#### The task
Please copy out every line of the listing below word for word, with nothing added, dropped or changed.

- - -

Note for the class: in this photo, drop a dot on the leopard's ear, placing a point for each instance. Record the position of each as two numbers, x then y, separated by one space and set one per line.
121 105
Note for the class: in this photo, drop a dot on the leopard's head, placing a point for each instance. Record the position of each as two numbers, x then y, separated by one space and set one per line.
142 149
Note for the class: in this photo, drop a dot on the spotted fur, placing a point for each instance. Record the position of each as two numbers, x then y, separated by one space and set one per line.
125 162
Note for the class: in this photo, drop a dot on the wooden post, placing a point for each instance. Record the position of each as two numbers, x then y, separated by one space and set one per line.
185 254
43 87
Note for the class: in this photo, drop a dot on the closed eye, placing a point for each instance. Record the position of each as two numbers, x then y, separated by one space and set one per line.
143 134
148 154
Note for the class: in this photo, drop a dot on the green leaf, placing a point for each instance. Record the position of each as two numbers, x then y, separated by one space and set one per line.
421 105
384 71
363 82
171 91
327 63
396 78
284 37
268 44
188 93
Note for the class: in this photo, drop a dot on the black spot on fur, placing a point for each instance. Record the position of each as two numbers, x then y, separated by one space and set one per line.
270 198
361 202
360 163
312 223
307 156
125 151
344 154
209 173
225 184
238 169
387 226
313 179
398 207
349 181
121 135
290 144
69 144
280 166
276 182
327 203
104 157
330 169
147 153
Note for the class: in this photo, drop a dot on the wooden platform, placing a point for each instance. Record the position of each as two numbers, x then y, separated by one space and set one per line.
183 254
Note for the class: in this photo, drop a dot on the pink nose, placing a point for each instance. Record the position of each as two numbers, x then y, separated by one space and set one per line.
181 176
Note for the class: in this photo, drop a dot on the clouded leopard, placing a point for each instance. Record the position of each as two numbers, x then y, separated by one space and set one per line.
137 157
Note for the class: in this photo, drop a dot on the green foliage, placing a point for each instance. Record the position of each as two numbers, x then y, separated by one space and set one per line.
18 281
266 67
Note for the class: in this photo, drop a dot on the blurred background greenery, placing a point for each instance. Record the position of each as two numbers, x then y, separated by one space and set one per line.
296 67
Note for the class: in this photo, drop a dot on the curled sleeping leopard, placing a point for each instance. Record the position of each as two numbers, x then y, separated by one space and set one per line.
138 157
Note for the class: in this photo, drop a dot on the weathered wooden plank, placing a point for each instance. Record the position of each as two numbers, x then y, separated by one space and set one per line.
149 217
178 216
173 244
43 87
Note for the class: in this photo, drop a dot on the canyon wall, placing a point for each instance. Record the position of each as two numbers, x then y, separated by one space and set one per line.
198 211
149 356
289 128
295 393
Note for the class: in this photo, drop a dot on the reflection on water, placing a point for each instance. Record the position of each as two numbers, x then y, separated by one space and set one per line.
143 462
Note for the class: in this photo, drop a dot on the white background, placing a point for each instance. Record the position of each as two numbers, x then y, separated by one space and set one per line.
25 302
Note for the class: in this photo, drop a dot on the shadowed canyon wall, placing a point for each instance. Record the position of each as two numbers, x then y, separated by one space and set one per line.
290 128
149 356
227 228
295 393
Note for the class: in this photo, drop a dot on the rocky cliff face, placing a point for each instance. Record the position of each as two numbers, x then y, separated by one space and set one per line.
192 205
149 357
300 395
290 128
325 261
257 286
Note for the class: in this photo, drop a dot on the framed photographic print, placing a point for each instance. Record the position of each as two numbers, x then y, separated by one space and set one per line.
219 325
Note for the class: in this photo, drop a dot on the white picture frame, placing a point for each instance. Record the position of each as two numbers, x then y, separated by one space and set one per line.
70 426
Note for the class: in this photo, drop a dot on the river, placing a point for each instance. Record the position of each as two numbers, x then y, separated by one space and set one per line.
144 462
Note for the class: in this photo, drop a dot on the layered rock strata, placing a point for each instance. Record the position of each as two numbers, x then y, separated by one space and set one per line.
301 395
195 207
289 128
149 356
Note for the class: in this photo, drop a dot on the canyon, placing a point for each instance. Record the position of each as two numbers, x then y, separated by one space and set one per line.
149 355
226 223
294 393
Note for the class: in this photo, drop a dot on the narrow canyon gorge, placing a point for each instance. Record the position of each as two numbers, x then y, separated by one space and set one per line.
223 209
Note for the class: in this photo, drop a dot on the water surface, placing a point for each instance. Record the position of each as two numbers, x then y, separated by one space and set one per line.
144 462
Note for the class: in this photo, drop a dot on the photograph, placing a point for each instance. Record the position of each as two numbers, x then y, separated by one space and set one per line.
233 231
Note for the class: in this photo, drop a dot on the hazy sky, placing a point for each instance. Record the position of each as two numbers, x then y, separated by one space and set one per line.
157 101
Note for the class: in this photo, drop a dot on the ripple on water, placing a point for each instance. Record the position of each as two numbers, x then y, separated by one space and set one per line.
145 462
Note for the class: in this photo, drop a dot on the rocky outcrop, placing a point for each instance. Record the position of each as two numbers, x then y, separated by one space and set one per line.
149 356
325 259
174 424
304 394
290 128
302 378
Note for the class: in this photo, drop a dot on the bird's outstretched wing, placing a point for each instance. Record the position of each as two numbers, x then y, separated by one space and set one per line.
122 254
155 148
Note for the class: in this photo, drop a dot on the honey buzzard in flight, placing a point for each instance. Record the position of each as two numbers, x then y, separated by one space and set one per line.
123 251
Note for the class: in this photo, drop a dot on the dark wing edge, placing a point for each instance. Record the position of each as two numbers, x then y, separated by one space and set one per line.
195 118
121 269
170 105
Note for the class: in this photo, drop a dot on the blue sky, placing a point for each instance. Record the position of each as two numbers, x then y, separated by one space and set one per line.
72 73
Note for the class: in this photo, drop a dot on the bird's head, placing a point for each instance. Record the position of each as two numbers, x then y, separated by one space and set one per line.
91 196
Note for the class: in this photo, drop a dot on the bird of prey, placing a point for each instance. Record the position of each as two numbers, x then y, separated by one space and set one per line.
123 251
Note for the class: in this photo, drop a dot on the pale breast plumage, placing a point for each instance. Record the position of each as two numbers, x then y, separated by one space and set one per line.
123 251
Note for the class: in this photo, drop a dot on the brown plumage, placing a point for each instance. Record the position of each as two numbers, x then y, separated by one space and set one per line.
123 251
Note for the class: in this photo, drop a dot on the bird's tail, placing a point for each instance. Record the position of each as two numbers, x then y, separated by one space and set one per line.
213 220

- - -

#### Final answer
Note for the class: in this photo, drop a dot on the leopard's ear, placing a point for each instance. Record the position of each as two numbers, x then y, separated by one space and set one per line.
121 105
Note for the class: in this photo, drop a dot on the leopard's head, placing a point for each instance. Record the position of each as two numbers, x then y, separated by one space and set one per line.
142 149
Note for the class: in this photo, drop a dot on the spotted fur, placing a point for each instance. Record the position of each as two numbers, x then y, separated by one space and set one per line.
125 162
Note for the class: in this photo, drop a dot on the wooden post, placing a point for each instance. Record the position of each as two numbers, x then y, separated by one space and set one per line.
185 254
43 87
Note for the class: in this photo, drop a dot on the closed eye, placing a point for each instance. Record the position of each as two numbers, x then y, separated by one space and set one per line.
143 134
148 154
Note for the class: in this photo, drop a dot on the green leaf, placing a point for each instance. Record the position of each as two numbers, x then y, separated by one space and set one per line.
421 105
384 71
363 82
171 91
327 63
396 78
284 37
268 44
188 93
Note for the class: in this photo, drop a dot on the black spot on fur, placing a point for each instance. Record the position of each as two numbers, x then y, separated by one space and set one per line.
270 198
361 202
360 163
312 223
307 156
125 151
344 154
209 173
225 184
238 169
387 226
313 179
398 207
349 181
121 135
290 144
69 144
280 166
276 182
327 203
104 157
330 169
147 153
Note for the class: in this photo, drop a dot on the wooden platform, placing a point for each instance. Record the position of each as two numbers, x then y, separated by one space and set one per line.
183 254
Note for the class: in this photo, drop a dot on the pink nose, placing a point for each instance. Record the position of each as two numbers, x then y, separated by one space and set one per line.
181 176
Note for the class: in this photo, drop a dot on the clouded leopard, placing a point for each instance. Record the position of each as two numbers, x then y, separated by one space and set one per line.
137 157
Note for the class: in this photo, drop a dot on the green foliage, placing a point for each instance. Record the position of each as two numbers, x then y, separated by one space and set one per line.
18 281
266 67
Note for the class: in this photo, drop a dot on the blurred background greenery, placing a point for each instance. Record the position of each as two numbers, x then y, separated by one space and set one per line.
296 67
Note for the class: in this photo, drop a dot on the curled sleeping leopard, placing a point for each instance. Record the position of each as two numbers, x then y, separated by one space and set one per line.
138 157
Note for the class: in this photo, drop a dot on the weathered wooden plank, placing a point for each instance. Record the position of each as two numbers, x then y, separated by one space and set one per line.
149 217
178 216
173 244
43 87
Note for the class: in this photo, drop a dot on the canyon wall, placing a point for each instance. Record the position of each as two numbers, x then y, separated by one space and set one per line.
198 211
149 356
289 128
295 393
Note for the class: in this photo, drop a dot on the reflection on water, placing a point for each instance. Record the position of each as two numbers, x then y, separated by one space and set one per line.
143 462
Note for the class: in this photo, drop a dot on the white background, placing a point for each instance. Record the position of each as two numbers, x then y, separated by one space and set one per line.
25 302
Note for the class: in this photo, drop a dot on the shadowed canyon wall, placing a point for each instance. Record the position of each as two numbers, x then y, separated by one space and set one per line.
290 128
149 356
227 228
295 393
Note for the class: in this photo, drop a dot on the rocky cliff face, placing a point for each instance. Record the position of each as two numbers, x then y, separated by one space and set one per line.
192 205
149 357
300 395
290 128
325 261
257 286
Note for the class: in this photo, drop a dot on the framed photographic print, placing a point for each instance. Record the position of each as two numbers, x then y, separated by one space and set one per line.
219 325
Note for the class: in this photo, drop a dot on the white picture frame, placing a point for each instance. Record the position of each as two numbers, x then y, separated by one space and set one per line.
70 426
Note for the class: in this photo, drop a dot on the river, placing a point for each instance. Record the position of each as two numbers, x then y, separated by one space and set one per line.
144 462
Note for the class: in this photo, drop a dot on the layered rock strata, placing a point for each instance. Record the position of each as two numbers, x then y, separated by one space and set one per line.
301 395
195 207
289 128
149 356
Note for the class: in this photo, drop a dot on the canyon, placing a point for each instance. Record the position of each as two numbers, x then y, separated by one space and set one per line.
149 355
226 223
294 393
Note for the class: in this photo, drop a dot on the narrow canyon gorge, placing a point for each instance. Record the position of each as two numbers, x then y, separated by one space and set one per line.
223 209
Note for the class: in this photo, drop a dot on the water surface, placing a point for each instance. Record the position of each as two numbers, x then y, separated by one space and set one per line.
144 462
Note for the class: in this photo, drop a dot on the photograph, placing a point for each instance. Record the position of each as two numbers, x then y, separated by one space and set one per line.
233 231
Note for the class: in this photo, drop a dot on the hazy sky, placing a point for each instance. Record the position of each as two numbers, x then y, separated by one space and set one per line.
157 101
Note for the class: in this photo, drop a dot on the ripple on water, placing a point for each instance. Record the position of each as two numbers, x then y, separated by one space and set one per line.
145 462
Note for the class: in this photo, drop a dot on the rocky outcrop, placing a point for each instance. Record the position of each as two numbers, x then y, separated by one space and set one per line.
149 356
325 259
174 424
304 394
290 128
302 378
Note for the class: in this photo, drop a dot on the bird's outstretched wing, placing a point for each instance. Record the position of each as two numbers, x then y, separated by one space and set one per line.
122 254
155 148
Note for the class: in this photo, drop a dot on the honey buzzard in flight, placing a point for each instance. Record the position of each as two numbers, x then y, separated by one space and set one per line.
123 251
Note for the class: in this photo, drop a dot on the dark wing edge, placing a point for each instance. Record the position of each as two numbers, x then y, separated by one space and set one per line.
195 118
121 269
170 105
Note for the class: in this photo, drop a dot on the blue sky, placing a point for each instance. Record the position of each as two numbers, x then y, separated by one space and set one per line.
72 73
Note for the class: in this photo, drop a dot on the bird's head, placing a point for each instance. Record the position of each as two numbers, x then y, separated by one space and set one per line.
91 196
Note for the class: in this photo, drop a dot on the bird of prey, placing a point for each instance. Record the position of each as two numbers, x then y, separated by one space and set one per line.
123 251
Note for the class: in this photo, drop a dot on the pale breast plumage, placing a point for each instance. Record the position of each as two numbers, x then y, separated by one space and set one per line.
123 251
Note for the class: in this photo, drop a dot on the brown plumage, placing a point for each instance. Record the position of each as two numbers, x then y, separated by one space and set one per line.
123 251
Note for the class: in this photo, drop a dot on the bird's tail, placing a point for each instance. Record the position of each as two numbers, x then y, separated by one space and set one per line.
213 220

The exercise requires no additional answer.